• [Brano proposto]:
◇ ◇ ◇
Testata:La Stampa - Corriere della Sera
Autore: Elena Loewenthal - Gian Antonio Stella - Alessandra Farkas
Titolo: «Venezia si prepara ai 500 anni del primo ghetto degli ebrei - Wegner, il Lawrence degli armeni - Dio è un personaggio letterario»

Riprendiamo dalla STAMPA di oggi, 14/01/2015, a pag. 25, con il titolo "Venezia si prepara ai 500 anni del primo ghetto degli ebrei", il commento di Elena Loewenthal; dal CORRIERE della SERA, a pag. 45, con il titolo "Wegner, il Lawrence degli armeni", il commento di Gian Antonio Stella; dalla LETTURA del Corriere della Sera di domenica 11 gennaio, a pag. 20-21, con il titolo "Dio è un personaggio letterario", l'intervista di Alessandra Farkas a Harold Bloom.


Il Ghetto di Venezia

Ecco gli articoli:

LA STAMPA - Elena Loewenthal: "Venezia si prepara ai 500 anni del primo ghetto degli ebrei"


Elena Loewenthal

Compirà cinquecento anni l’anno prossimo e per una ricorrenza così importante ci si sta preparando con largo anticipo. Anche perché il mezzo millennio del ghetto di Venezia non è soltanto l’anniversario di un luogo particolare di una città unica al mondo o di un monumento rilevante. E’ il tracciato di una storia che è stata la rara, forse unica combinazione di un destino privato e universale. Che riguarda un gruppo ristretto di persone, con le loro storie, ma che è diventato ben presto il simbolo di una condizione comune, nella varietà di luoghi e momenti.
◇ ◇ ◇
• [Voci tratte da un dataset]:
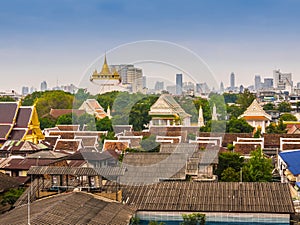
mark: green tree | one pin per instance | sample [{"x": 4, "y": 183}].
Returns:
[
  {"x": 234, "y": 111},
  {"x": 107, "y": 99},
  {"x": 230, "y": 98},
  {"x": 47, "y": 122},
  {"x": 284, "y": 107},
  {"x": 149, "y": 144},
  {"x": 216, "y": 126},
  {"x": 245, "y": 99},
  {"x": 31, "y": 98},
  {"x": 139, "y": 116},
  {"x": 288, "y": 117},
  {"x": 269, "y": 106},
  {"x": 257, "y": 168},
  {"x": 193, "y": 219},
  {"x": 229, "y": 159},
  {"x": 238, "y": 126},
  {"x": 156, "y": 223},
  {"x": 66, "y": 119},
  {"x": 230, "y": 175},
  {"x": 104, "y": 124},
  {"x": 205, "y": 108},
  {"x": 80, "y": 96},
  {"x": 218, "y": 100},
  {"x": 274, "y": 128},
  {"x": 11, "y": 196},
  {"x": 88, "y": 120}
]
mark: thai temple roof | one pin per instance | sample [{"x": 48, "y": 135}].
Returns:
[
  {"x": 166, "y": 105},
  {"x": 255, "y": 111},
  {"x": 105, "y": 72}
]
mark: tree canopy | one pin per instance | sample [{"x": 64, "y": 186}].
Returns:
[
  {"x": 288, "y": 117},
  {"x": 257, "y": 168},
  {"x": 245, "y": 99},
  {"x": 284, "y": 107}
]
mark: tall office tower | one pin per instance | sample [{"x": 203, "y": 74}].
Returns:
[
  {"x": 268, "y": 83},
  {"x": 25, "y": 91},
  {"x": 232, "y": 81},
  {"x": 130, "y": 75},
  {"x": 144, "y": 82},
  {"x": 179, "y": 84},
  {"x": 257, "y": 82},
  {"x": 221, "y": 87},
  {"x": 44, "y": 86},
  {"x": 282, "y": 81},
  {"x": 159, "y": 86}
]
◇ ◇ ◇
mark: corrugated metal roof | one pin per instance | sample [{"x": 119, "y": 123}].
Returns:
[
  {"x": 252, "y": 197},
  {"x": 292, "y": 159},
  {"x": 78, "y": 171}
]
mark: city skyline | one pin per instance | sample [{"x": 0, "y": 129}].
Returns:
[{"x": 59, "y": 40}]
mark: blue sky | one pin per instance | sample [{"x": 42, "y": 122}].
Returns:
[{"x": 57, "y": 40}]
◇ ◇ ◇
• [Cosa fare]:
(a) Cita dall'articolo sul ghetto di Venezia il passo che si apre con le parole contenenti "Compirà cinquecento anni" e si chiude con "luoghi e momenti.".
(b) Prosegui l'articolo sui cinquecento anni del ghetto di Venezia partendo dopo l'ultima frase riportata.
I record qui non servono.

• [Esercizi svolti]:
(a)
Compirà cinquecento anni l’anno prossimo e per una ricorrenza così importante ci si sta preparando con largo anticipo. Anche perché il mezzo millennio del ghetto di Venezia non è soltanto l’anniversario di un luogo particolare di una città unica al mondo o di un monumento rilevante. E’ il tracciato di una storia che è stata la rara, forse unica combinazione di un destino privato e universale. Che riguarda un gruppo ristretto di persone, con le loro storie, ma che è diventato ben presto il simbolo di una condizione comune, nella varietà di luoghi e momenti.

(b)
Perché «ghetto» è diventata una parola iconica, che con sei lettere descrive in modo straordinariamente esaustivo l’emarginazione, la segregazione, il rifiuto dell’altro. Ma nasce qui, fra queste calli, subito oltre la riva orientale del rio di Cannaregio, poco dopo l’inconfondibile ponte delle Guglie. Dalle fondamenta del canale ancora non si vede, non c’è nulla che indichi la particolarità del luogo. Bisogna cercarlo, il sottoportego che conduce all’interno, dopo un buio e angusto passaggio: lì un tempo c’era il cancello, che da sera a mattina restava chiuso e di giorno ed era sorvegliato da delle guardie che gli ebrei erano costretti a pagare. E a cercare bene, a guardare con attenzione, si riconoscono ancora i cardini del cancello.
Chissà se comincerà di lì, da quei cardini così carichi di significato e non solo per la comunità ebraica di Venezia, il restauro del ghetto per il quale la stilista Diane Von Fürstenberg ha stanziato qualche settimana fa ben dodici milioni di dollari. L’obiettivo non è quello di una conservazione puramente museale di questo posto unico al mondo, ma di trasformarlo in un centro culturale vivo.
A incominciare dal riallestimento del piccolo museo che si affaccia sul campo del Ghetto Nuovo, che in realtà è la zona più antica del ghetto: una grande e ariosa piazza - la seconda della città dopo San Marco - dove subito salta all’occhio l’altezza degli edifici. Perché gli ebrei non potevano espandersi in larghezza, sulla laguna, e dunque di fronte all’incremento della popolazione l’unica alternativa era quella di alzare un piano o due in più.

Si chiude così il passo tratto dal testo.